In September last year the Ministry of Justice (MOJ) published a seemingly innocuous consultation entitled Transforming Our Justice System. Contained within it was a proposal to abolish the existing requirements for tribunal panel composition and make panels consisting of just a judge the default position for all tribunals. This would have meant that for Employment and Support Allowance (ESA) and Personal Independence Payment (PIP) appeals it would no longer be mandatory for the appeal panel to have a medical expert, or a medical and disability expert in the case of PIP. We were highly concerned by these proposals as, in our experience representing appellants, the non-legal experts often play a key role in ensuring the tribunal reaches a correct decision.
Last week the MOJ published their response to the consultation and the good news is they have partially climbed on down on these proposals:
“…we do not intend to proceed with the proposal to introduce a single member panel as the default position in the unified tribunals. Instead, we will amend the First-tier Tribunal and Upper Tribunal (Composition of Tribunal) Order 2008 that the [Senior President of the Tribunal] may provide that a panel should consist of 1, 2 or 3 members, as required”

Referring expression pointing data
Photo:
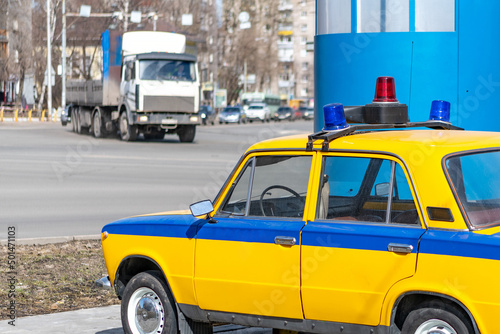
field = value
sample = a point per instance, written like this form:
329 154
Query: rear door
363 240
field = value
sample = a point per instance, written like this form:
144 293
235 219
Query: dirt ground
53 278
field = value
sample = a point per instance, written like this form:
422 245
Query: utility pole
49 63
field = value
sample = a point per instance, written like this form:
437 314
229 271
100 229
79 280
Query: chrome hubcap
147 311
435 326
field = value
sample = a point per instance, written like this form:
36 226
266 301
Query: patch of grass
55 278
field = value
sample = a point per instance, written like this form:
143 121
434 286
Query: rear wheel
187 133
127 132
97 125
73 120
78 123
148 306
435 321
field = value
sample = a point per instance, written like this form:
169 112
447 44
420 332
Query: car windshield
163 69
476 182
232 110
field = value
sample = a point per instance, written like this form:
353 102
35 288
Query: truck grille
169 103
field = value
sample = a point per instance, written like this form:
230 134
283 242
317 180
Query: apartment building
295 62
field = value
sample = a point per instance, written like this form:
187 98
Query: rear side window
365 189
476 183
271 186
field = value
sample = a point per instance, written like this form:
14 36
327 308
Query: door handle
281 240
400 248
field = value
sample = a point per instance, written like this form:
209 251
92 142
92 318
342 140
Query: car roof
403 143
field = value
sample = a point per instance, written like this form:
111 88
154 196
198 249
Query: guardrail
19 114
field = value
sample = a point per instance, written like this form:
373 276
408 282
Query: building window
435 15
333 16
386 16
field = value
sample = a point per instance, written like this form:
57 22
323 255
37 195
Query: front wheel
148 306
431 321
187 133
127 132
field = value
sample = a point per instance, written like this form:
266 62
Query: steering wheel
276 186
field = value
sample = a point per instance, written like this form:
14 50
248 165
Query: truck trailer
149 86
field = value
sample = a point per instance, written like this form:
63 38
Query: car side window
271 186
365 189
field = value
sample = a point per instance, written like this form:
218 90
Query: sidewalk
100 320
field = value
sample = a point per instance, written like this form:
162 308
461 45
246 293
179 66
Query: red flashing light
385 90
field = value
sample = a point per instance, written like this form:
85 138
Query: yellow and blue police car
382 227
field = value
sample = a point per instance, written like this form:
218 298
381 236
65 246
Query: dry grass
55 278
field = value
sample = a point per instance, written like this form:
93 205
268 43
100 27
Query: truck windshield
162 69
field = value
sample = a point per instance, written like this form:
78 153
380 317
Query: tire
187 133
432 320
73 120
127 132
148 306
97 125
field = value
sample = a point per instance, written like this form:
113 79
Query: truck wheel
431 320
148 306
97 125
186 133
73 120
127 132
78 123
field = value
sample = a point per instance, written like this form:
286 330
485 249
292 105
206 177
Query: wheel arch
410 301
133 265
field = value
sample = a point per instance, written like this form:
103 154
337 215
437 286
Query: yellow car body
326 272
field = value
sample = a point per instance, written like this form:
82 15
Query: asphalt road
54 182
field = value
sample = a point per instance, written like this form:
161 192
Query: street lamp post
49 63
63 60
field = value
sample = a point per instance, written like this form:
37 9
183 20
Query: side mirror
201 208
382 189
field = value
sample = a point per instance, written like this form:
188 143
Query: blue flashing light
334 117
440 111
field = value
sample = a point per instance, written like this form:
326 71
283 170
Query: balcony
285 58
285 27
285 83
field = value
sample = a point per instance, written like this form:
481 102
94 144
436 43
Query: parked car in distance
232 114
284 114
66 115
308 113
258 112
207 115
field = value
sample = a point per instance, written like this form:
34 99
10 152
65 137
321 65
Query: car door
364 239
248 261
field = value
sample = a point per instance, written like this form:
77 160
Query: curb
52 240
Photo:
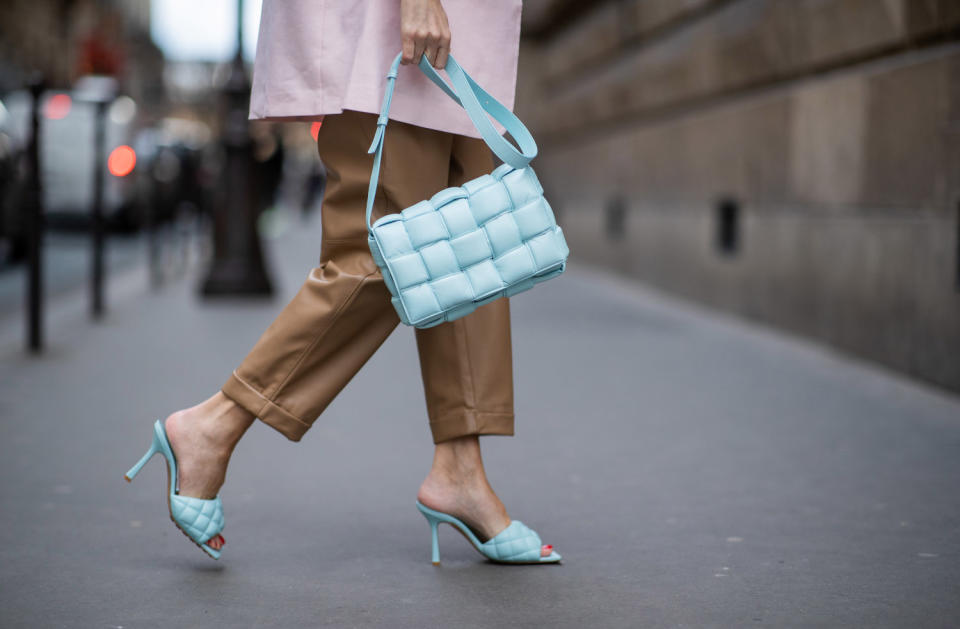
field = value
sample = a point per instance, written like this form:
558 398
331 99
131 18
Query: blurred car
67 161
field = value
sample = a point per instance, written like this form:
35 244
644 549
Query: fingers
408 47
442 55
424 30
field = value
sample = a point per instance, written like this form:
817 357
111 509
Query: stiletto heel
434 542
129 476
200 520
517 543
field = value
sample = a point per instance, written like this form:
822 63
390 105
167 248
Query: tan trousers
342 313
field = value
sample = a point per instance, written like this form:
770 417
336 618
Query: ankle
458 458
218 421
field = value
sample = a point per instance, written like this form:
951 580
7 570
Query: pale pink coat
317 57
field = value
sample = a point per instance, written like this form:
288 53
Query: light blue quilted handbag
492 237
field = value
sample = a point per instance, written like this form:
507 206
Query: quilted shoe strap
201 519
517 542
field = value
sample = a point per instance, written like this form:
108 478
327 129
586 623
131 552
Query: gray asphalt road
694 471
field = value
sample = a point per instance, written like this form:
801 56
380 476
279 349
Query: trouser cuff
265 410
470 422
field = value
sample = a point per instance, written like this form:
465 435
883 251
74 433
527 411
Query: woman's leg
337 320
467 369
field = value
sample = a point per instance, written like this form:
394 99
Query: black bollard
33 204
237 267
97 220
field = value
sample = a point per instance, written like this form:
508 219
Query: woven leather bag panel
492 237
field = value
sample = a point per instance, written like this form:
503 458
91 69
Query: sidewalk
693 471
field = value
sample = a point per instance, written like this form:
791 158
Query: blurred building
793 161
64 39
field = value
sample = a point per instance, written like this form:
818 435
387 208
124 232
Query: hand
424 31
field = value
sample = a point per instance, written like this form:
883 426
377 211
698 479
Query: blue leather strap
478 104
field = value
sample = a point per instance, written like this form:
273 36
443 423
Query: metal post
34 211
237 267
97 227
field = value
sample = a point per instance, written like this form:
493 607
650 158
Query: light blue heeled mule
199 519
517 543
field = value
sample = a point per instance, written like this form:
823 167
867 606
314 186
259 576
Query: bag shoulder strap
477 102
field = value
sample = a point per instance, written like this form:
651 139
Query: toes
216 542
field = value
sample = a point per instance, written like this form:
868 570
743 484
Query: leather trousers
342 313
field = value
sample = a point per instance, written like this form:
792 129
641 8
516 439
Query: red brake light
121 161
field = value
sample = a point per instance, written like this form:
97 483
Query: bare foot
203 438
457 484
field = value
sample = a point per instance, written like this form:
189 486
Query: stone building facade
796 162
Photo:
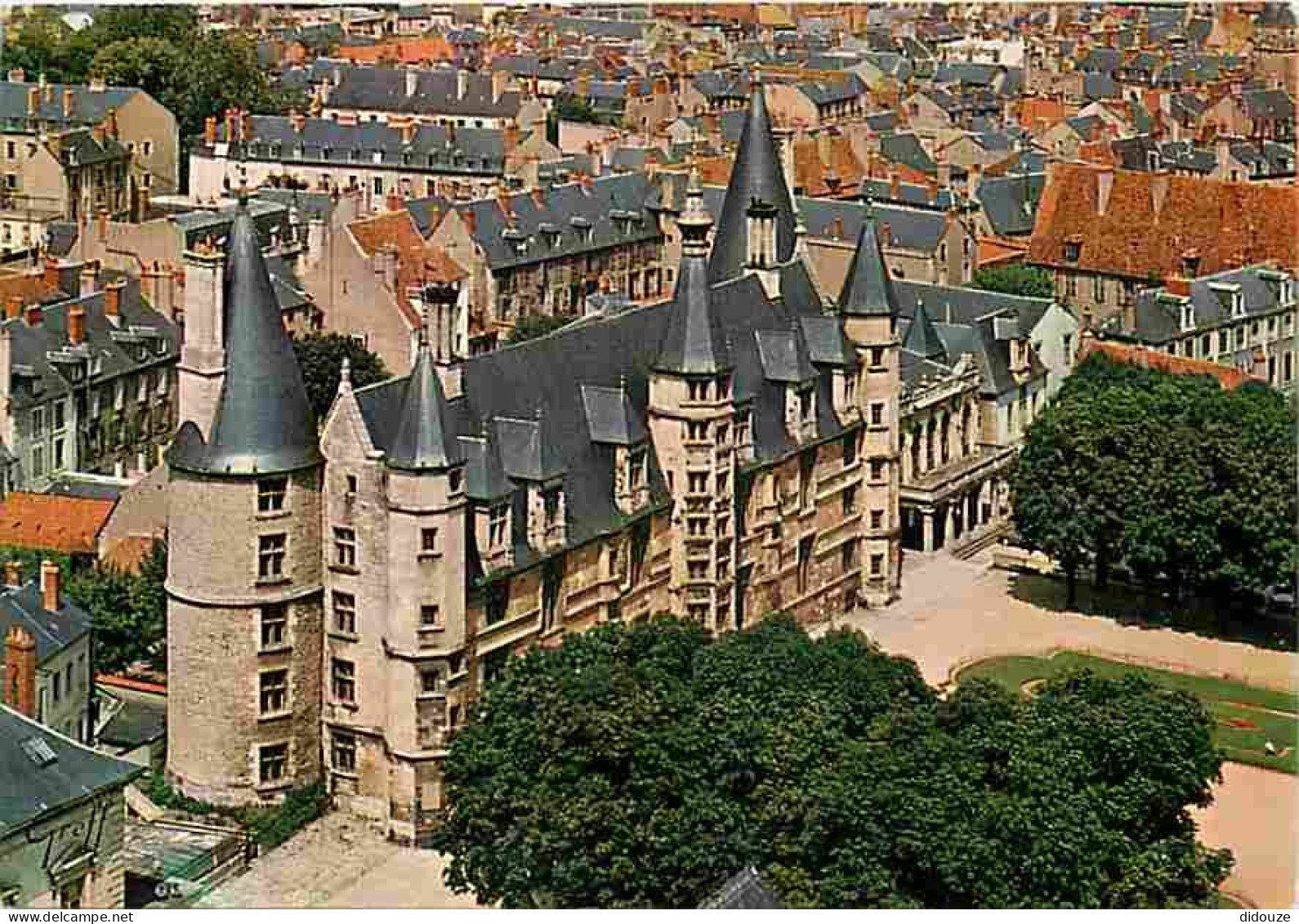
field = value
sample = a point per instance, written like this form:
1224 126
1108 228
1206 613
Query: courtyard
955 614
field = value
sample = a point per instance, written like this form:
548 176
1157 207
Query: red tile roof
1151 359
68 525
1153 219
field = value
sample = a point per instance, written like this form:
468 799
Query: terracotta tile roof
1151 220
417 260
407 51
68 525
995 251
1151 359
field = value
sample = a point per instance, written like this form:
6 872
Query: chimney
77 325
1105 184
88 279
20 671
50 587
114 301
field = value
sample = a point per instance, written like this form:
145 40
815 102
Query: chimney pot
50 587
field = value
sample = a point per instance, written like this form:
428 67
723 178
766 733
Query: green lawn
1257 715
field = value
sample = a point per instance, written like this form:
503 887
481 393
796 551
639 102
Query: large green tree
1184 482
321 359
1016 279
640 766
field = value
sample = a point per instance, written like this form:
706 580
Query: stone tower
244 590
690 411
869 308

--

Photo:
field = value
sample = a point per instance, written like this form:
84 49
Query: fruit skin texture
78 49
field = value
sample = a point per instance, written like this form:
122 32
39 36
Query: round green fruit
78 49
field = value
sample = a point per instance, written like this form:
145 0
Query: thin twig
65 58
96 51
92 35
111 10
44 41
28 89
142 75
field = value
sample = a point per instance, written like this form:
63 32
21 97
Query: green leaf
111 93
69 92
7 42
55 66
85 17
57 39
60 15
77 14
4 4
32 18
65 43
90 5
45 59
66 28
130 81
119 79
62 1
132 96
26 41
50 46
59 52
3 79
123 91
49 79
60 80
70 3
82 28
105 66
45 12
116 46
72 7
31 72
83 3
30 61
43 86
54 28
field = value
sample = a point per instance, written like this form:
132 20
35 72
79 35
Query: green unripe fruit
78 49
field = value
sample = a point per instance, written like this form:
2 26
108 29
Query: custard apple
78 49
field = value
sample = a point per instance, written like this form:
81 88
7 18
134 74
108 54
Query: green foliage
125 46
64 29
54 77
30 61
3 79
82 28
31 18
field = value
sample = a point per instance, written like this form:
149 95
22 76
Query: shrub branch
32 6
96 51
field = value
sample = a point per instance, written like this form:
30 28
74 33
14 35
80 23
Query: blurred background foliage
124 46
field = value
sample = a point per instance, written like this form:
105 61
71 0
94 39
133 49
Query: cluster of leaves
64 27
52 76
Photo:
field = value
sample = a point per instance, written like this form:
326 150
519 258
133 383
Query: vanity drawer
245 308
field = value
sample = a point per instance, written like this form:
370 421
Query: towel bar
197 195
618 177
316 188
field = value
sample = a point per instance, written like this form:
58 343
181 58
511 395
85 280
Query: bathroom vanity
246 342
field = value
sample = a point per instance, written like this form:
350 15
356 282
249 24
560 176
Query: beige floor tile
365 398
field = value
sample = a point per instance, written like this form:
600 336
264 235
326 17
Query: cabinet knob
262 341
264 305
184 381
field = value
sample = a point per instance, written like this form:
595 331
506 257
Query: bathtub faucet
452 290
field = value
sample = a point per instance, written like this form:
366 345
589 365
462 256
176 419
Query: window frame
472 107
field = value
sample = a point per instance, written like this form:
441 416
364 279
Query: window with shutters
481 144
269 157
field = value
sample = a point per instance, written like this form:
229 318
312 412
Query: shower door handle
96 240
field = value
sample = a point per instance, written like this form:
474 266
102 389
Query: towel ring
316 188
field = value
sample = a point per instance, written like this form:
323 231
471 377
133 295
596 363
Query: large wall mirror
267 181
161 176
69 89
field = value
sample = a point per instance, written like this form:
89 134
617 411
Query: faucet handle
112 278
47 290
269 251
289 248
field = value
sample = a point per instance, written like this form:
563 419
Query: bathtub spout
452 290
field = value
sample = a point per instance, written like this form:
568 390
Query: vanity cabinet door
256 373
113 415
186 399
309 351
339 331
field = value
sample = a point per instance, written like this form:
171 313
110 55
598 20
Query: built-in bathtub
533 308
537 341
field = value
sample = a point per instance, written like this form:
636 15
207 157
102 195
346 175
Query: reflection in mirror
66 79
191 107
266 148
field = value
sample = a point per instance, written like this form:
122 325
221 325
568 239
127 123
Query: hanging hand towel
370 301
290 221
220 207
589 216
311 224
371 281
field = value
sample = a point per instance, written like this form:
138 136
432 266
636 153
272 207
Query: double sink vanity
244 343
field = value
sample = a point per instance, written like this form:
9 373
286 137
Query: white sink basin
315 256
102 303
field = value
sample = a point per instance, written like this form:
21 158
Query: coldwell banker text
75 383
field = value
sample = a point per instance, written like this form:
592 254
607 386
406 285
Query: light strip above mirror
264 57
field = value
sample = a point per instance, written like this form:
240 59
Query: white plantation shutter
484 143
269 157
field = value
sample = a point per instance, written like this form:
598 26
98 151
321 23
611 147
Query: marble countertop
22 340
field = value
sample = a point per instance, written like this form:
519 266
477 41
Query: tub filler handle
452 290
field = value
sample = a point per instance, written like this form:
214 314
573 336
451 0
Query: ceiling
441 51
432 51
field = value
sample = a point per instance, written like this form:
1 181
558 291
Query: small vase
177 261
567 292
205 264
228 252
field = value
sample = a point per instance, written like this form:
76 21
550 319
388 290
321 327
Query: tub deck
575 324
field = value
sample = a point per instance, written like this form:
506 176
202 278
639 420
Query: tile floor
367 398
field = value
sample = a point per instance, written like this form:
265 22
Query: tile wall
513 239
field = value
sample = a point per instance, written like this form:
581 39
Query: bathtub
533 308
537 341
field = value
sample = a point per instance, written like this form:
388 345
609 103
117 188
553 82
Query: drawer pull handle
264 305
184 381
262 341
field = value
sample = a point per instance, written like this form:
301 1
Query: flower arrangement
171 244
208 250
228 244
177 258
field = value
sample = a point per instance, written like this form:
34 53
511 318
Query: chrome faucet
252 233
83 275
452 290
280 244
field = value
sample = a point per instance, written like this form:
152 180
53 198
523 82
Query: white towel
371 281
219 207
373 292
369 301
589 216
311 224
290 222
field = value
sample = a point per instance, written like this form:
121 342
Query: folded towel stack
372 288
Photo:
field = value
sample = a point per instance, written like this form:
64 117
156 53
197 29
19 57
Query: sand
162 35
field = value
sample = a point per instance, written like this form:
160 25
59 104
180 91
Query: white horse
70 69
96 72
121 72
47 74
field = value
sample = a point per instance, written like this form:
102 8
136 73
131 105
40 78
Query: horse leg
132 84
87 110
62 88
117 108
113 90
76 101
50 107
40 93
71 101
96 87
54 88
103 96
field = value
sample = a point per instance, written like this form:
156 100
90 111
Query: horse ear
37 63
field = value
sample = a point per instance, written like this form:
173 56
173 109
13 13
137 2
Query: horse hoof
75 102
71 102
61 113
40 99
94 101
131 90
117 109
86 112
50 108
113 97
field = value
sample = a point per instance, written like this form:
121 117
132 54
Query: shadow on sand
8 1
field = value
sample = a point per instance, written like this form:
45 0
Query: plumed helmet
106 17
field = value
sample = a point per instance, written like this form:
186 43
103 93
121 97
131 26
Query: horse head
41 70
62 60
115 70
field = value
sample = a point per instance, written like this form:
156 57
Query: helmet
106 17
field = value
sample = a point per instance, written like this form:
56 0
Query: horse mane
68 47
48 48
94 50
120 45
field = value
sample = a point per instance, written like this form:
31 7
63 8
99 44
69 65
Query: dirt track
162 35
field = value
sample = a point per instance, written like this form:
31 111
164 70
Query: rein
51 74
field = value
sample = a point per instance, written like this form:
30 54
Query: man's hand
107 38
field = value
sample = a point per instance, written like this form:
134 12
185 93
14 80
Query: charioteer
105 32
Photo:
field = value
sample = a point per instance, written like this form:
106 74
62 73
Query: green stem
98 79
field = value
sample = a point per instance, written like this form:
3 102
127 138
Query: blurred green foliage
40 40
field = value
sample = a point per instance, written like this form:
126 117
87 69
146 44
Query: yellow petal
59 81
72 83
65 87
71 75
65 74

_TASK DESCRIPTION_
Rewrite the passage on the tribunal consultation, starting at "In September last" and ending at "a correct decision.", with "appellants" changed to "claimants".

_SOLUTION TO THIS PROBLEM_
In September last year the Ministry of Justice (MOJ) published a seemingly innocuous consultation entitled Transforming Our Justice System. Contained within it was a proposal to abolish the existing requirements for tribunal panel composition and make panels consisting of just a judge the default position for all tribunals. This would have meant that for Employment and Support Allowance (ESA) and Personal Independence Payment (PIP) appeals it would no longer be mandatory for the appeal panel to have a medical expert, or a medical and disability expert in the case of PIP. We were highly concerned by these proposals as, in our experience representing claimants, the non-legal experts often play a key role in ensuring the tribunal reaches a correct decision.